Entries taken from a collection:
========================================

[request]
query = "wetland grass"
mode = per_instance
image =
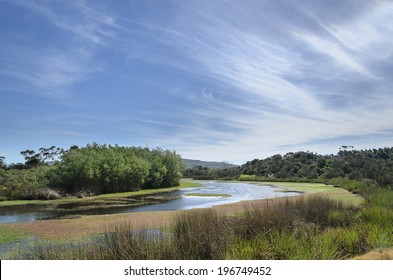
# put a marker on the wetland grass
(307, 227)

========================================

> What the task requires
Print each entry shown above with exact wording and no pictures.

> Solution to this task
[request]
query = "wetland grass"
mode = per_instance
image =
# put a marker on the wetland grass
(307, 227)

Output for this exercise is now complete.